→ WHAT THE TASK REQUIRES: Reproduce exactly the final portion of the data: every line from the one containing "of the toddler" through the last line, inclusive.

→ WORKING DATA:
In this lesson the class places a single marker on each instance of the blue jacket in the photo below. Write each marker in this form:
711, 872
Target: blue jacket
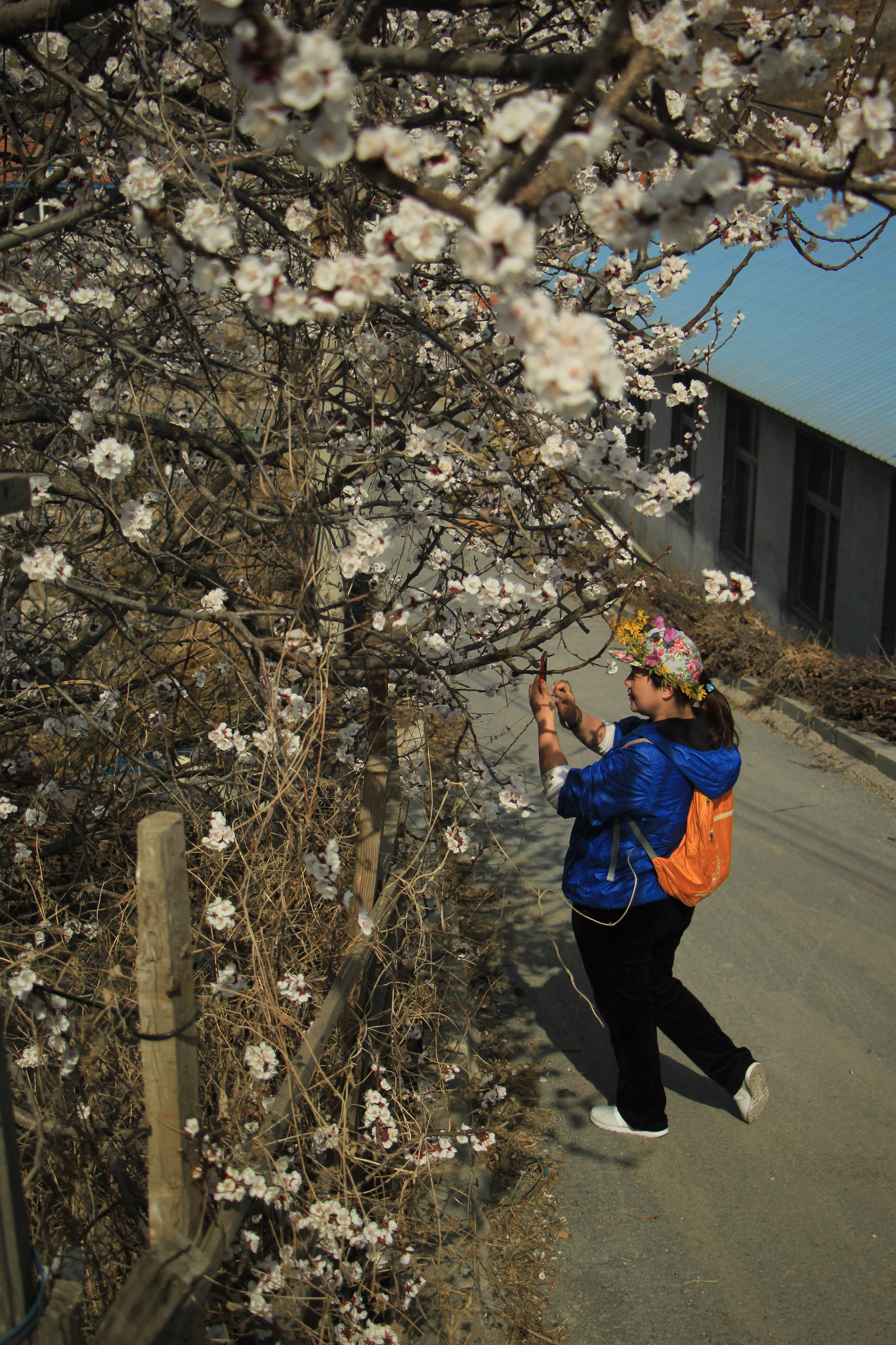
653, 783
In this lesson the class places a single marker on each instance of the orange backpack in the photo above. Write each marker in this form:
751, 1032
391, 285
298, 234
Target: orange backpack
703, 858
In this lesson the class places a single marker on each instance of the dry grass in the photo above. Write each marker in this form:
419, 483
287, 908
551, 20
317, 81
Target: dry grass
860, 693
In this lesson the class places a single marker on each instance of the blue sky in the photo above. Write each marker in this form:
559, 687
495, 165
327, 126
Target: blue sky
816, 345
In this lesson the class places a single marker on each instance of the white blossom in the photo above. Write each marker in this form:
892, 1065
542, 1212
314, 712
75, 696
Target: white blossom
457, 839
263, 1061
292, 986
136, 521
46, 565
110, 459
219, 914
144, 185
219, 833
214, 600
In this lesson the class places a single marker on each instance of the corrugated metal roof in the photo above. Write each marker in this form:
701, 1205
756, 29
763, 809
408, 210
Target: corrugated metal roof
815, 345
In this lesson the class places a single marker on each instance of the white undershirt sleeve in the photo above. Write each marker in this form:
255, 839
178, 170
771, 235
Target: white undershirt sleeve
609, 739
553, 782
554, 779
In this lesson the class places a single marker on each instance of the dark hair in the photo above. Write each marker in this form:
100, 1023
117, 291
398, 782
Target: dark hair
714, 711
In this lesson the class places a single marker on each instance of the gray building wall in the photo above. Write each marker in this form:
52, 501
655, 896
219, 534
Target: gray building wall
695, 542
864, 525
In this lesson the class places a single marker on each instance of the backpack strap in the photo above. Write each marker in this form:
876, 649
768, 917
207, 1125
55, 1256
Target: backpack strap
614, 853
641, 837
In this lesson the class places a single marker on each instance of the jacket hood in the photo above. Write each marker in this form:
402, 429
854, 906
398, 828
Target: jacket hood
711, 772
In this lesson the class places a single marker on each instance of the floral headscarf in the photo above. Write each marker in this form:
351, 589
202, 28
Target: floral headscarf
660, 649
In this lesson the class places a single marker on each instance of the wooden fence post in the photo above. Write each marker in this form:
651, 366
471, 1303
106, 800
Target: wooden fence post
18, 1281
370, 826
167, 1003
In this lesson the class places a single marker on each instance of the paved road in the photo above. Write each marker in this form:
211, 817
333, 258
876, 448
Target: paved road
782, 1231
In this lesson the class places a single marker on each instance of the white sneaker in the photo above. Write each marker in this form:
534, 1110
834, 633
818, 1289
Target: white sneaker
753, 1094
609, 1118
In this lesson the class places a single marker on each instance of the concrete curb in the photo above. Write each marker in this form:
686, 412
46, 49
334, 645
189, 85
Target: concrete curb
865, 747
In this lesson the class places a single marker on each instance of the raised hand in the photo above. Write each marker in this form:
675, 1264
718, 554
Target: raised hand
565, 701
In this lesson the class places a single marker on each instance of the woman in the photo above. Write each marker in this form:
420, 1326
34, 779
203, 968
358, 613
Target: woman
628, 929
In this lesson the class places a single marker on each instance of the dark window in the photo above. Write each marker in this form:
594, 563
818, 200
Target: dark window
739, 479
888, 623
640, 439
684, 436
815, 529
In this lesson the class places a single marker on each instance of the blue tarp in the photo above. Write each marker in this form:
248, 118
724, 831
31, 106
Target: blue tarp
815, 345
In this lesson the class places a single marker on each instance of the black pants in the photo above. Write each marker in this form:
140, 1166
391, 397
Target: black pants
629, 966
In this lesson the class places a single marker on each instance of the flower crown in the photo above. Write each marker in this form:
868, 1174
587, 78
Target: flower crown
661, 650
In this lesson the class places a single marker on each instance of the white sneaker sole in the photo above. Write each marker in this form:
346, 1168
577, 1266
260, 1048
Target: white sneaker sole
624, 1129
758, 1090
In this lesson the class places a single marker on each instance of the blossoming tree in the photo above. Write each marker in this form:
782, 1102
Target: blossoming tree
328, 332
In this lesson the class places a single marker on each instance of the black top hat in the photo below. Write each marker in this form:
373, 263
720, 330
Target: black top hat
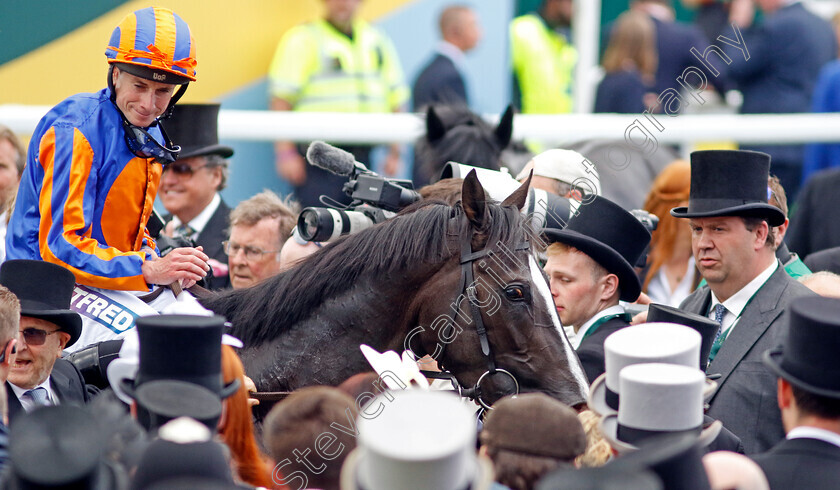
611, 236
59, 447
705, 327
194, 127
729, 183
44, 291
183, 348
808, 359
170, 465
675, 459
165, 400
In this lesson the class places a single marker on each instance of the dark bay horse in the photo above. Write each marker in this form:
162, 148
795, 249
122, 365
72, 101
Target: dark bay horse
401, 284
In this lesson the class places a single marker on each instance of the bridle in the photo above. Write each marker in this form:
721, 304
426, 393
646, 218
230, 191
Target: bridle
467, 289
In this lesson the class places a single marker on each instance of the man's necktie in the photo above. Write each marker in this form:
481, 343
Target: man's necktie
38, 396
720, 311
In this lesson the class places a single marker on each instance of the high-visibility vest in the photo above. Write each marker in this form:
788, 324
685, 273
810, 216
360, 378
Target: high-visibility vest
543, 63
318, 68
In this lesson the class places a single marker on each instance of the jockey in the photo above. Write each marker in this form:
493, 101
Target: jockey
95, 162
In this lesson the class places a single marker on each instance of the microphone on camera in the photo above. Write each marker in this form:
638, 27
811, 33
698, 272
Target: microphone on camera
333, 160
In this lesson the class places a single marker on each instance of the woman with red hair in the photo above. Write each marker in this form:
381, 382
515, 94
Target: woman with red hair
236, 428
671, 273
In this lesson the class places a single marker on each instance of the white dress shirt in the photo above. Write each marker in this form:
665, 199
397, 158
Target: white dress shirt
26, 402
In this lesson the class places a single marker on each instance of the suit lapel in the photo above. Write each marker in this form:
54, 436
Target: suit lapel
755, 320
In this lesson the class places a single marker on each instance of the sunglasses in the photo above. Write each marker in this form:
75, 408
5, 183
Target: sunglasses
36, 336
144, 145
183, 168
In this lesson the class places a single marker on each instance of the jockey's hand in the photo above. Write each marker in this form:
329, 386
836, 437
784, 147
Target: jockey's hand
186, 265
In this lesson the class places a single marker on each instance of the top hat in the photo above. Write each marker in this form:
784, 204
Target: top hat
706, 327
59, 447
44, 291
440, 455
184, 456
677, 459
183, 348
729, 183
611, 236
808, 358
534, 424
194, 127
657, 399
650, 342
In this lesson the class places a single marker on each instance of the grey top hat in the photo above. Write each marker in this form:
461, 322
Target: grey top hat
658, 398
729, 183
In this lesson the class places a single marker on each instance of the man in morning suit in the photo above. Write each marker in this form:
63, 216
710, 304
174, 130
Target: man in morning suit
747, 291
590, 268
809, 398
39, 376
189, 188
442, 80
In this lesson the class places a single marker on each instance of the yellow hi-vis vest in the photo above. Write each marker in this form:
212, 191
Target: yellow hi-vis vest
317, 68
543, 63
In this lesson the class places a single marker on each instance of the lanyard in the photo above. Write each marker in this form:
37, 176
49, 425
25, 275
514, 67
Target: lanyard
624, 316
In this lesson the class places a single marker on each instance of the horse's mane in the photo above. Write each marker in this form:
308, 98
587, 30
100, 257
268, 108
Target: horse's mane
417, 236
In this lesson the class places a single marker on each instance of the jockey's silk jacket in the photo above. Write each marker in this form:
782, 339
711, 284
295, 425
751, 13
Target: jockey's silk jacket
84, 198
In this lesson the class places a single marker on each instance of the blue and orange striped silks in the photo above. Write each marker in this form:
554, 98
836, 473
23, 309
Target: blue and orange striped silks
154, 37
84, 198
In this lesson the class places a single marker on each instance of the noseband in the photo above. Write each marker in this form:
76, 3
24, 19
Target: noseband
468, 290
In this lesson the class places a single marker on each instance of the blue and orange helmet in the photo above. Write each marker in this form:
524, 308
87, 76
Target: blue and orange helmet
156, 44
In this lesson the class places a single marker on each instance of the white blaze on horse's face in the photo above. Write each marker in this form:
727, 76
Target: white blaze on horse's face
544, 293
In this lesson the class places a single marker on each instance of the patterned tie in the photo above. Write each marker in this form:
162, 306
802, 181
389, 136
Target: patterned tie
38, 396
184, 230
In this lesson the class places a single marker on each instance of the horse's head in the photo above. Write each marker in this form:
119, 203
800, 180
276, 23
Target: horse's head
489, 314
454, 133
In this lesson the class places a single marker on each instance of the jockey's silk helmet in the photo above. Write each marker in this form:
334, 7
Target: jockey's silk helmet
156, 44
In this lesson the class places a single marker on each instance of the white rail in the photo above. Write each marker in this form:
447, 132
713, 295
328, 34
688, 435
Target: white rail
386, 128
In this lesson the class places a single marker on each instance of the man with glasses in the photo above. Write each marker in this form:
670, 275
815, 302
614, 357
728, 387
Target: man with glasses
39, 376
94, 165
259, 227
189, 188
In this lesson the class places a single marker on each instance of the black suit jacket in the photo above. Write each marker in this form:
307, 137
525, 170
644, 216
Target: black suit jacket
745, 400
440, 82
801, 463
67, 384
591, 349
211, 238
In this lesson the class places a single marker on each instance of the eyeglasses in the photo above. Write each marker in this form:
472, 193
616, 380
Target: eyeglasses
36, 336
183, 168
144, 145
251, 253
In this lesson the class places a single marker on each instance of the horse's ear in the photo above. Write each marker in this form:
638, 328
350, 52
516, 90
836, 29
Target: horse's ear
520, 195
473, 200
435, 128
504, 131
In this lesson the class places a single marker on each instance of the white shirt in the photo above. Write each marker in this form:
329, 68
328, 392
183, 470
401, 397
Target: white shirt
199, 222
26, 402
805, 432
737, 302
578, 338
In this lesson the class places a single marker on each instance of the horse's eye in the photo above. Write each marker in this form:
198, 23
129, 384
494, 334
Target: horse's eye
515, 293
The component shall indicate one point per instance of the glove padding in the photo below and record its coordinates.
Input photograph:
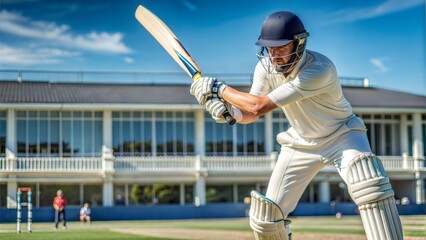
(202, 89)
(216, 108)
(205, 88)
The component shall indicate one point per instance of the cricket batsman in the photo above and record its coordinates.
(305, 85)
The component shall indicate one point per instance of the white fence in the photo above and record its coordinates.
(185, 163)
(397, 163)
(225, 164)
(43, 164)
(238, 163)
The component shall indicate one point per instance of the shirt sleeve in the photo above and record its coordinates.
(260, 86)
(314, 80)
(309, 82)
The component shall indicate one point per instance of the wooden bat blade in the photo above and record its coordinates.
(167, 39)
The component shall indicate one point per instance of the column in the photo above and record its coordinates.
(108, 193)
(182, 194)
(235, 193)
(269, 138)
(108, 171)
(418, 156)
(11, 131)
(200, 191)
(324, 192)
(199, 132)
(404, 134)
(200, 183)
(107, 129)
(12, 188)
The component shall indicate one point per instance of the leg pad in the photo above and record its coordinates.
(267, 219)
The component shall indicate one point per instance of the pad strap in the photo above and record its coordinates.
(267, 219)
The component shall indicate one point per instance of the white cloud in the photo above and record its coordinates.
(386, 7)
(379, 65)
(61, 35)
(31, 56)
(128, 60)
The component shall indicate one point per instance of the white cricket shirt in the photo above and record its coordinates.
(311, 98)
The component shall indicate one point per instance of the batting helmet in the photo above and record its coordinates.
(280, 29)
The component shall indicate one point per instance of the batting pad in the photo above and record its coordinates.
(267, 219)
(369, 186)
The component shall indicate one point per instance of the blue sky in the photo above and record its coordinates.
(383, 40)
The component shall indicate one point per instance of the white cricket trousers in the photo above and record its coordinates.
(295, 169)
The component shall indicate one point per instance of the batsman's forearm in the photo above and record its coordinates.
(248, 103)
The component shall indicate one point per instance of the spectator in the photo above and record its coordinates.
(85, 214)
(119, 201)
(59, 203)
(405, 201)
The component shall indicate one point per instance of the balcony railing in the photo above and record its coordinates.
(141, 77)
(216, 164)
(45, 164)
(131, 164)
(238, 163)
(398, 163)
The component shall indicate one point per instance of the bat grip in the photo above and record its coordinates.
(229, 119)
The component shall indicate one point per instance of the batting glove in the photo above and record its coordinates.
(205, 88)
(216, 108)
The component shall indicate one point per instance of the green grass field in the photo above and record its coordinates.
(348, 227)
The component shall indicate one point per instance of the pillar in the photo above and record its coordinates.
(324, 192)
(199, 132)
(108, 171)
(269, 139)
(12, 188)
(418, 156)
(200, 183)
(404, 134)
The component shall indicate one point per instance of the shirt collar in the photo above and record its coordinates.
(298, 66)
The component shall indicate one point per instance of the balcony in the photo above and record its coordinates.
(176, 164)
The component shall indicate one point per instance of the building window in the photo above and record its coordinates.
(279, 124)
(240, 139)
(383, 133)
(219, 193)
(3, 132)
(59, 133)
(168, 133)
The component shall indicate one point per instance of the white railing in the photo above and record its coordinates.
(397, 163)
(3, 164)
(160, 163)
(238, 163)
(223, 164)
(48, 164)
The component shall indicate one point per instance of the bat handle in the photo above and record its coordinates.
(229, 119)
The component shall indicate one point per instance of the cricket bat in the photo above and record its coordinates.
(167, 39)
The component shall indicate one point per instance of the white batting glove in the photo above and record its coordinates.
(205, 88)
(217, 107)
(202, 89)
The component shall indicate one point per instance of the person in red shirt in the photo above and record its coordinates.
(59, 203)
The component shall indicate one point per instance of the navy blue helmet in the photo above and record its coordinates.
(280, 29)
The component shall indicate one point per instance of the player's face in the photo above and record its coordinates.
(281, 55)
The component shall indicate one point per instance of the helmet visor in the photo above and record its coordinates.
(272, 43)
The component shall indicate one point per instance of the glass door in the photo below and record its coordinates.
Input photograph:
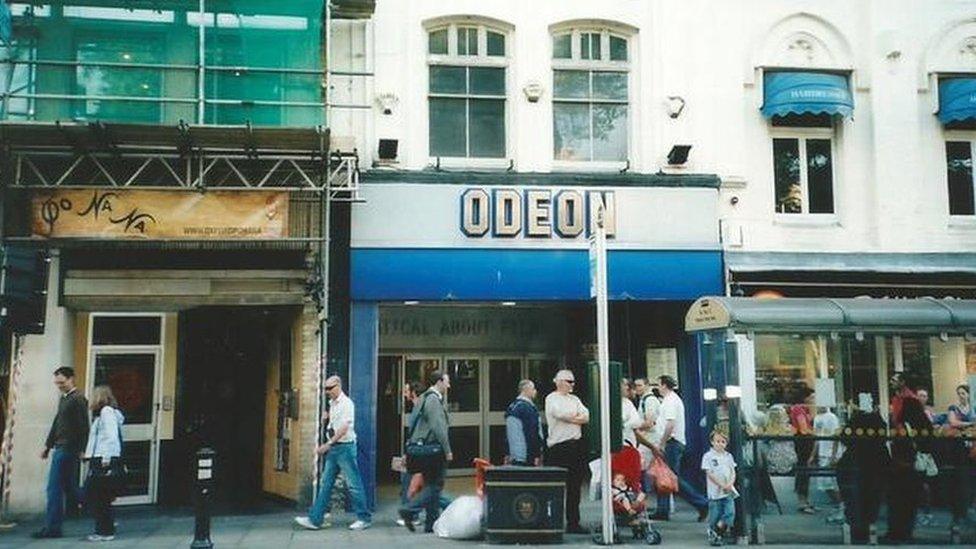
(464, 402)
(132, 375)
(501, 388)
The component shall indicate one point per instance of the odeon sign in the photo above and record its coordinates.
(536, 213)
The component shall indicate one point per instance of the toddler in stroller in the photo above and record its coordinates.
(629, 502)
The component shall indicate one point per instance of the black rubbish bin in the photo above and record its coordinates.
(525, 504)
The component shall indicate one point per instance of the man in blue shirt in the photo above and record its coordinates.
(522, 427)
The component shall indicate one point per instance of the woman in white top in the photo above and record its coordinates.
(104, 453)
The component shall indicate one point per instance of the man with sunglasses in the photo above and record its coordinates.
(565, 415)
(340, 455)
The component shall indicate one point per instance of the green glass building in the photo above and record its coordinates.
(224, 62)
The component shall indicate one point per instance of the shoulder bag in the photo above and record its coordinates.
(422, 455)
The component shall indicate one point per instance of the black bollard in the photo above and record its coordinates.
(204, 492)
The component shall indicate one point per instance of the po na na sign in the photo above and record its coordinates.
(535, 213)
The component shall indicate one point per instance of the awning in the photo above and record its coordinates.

→ OUTPUT BELOW:
The component shall indicate one point per instance of the toddler in stroller in the photo above and record its coordinates.
(629, 502)
The component shall indicate one point per instance of the black rubbish bin in the photo above and record its coordinates.
(525, 504)
The component shall indicate one point per instance of the man in blue shirt in the photo above and record its coordinates.
(522, 427)
The component shall indicate one point per instance of the woman in white top in the photo above and record its coordinates.
(104, 453)
The component shall indicate one point per instance of the man with sunglasses in the photo above and record its coordinates.
(565, 415)
(340, 455)
The component shall indicate one point per instance of the green glass building in the photo above and record its coordinates.
(224, 62)
The component shall indicate one point per instance of the shoulder bag in the photo above and record its coordinates.
(422, 455)
The component shall indicate one point per instance of the black bollard in the photo above and record its coordinates.
(204, 492)
The component shall indicate one point per instance of the po na na sign in the photo above and record its coordinates.
(535, 213)
The component shall indicate one point per instance of the awning in the photo above and record its coordinates.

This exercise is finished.